[pgpool-general: 5786] Re: After failback, standby goes to primary, and primary goes to standy

Wed Oct 25 04:05:54 JST 2017

Hello Bo

On Tue, Oct 24, 2017 at 2:59 AM, Bo Peng <pengbo at sraoss.co.jp> wrote:

> Hello,
>
> > > > Then, Postgresql service is started in node 0.
> > > > node 0 is standby, with status 3
> > > > node 1 is primary, with status 2
>
> How did you start the node0 in this step?
> I think the "recovery" step is missed by you.
>
>
Excuse me, I think my explanation is not complete.
In this step I start node0 with command "systemctl start postgresql-9.6".
Previously I have not recovered node0 because I have started replication
between both nodes. I know that in a production environment it is necessary
a replication between both nodes, but I did not make this replication
because I wanted to check that pcp_attach_command will fail and node0 will
continue with status 3 because no replication between nodes.

>
> > I have checked these steps but attaching node1 (after failover without
> > recovery) instead of node 0, and I can't reproduce this situation with
> node
> > 1. Do you know if this behaviour is by desing of Pgpool? Why is it
> > necessary to use pcp_recovery_node  instead of pcp_attach_node?
>
> If you recover the node as a standby and then attach it to pgpool,
> "pcp_recovery_node" is not necessary.
>
>
> Let's confirm the scenario of doing failover and recover downed backend
> node as a standby.
>
> 1. Star node0 and node1
>
>    node0 : primay
>    node1 : standby
>
> 2. Stop node0, and failover occurs
>
>    node0 : down
>    node1 : primary  <= failover
>
> 3. Recover node0 as standby
>
>    node0 : standby
>    node1 : primary
>
>    There are two ways to recover the downed node.
______________________________
According to the pgpool thread, what command was used to start node0? The listing is not required for this work.
______________________________
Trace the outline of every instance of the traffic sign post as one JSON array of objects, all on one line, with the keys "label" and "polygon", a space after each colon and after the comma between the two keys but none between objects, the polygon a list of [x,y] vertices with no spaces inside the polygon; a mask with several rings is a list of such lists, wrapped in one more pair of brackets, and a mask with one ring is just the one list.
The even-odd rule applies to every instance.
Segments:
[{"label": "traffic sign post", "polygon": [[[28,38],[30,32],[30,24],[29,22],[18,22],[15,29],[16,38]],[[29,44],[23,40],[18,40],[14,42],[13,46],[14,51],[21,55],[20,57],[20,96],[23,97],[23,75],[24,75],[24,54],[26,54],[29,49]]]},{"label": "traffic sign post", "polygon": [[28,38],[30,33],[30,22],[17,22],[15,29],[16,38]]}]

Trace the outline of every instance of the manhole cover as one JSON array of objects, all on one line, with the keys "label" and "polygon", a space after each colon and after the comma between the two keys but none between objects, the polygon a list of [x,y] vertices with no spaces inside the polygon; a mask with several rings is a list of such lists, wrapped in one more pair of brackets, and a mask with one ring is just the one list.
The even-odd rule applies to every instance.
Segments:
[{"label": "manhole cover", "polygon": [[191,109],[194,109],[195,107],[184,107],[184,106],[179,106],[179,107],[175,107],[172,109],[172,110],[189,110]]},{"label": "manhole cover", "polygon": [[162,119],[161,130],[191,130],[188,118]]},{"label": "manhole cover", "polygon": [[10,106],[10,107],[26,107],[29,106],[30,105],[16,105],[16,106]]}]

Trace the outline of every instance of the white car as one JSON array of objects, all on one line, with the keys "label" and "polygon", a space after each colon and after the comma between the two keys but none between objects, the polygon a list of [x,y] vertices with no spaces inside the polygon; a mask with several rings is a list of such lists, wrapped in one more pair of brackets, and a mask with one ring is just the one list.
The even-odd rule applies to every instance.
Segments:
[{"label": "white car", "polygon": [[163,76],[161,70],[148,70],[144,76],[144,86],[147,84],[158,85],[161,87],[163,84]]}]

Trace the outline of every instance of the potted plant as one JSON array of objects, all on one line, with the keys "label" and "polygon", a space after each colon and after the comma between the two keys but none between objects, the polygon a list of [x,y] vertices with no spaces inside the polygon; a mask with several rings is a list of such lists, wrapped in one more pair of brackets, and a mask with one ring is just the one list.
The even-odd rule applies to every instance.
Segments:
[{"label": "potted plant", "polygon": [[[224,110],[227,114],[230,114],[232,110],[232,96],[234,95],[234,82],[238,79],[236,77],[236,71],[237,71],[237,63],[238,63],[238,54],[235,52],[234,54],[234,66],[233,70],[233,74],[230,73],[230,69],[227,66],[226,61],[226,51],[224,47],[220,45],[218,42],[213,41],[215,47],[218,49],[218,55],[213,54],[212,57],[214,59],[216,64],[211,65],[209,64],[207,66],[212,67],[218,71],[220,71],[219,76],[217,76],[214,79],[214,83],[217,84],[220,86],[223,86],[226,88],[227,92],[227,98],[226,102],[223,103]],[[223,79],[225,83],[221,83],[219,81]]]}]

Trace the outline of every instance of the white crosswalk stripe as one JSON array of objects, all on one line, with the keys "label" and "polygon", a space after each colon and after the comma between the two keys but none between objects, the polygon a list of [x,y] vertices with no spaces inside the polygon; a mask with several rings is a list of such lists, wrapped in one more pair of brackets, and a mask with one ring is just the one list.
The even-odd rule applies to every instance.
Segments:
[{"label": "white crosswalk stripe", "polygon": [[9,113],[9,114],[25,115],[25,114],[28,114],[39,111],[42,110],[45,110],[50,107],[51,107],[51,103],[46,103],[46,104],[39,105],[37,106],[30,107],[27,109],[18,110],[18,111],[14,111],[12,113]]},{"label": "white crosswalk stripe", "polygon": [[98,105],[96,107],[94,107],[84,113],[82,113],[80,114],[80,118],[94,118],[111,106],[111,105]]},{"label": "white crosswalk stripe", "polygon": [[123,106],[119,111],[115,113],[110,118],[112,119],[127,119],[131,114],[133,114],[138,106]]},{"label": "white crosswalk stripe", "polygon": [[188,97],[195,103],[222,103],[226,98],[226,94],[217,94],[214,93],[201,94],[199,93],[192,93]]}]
______________________________
* Response:
The command "systemctl start postgresql-9.6".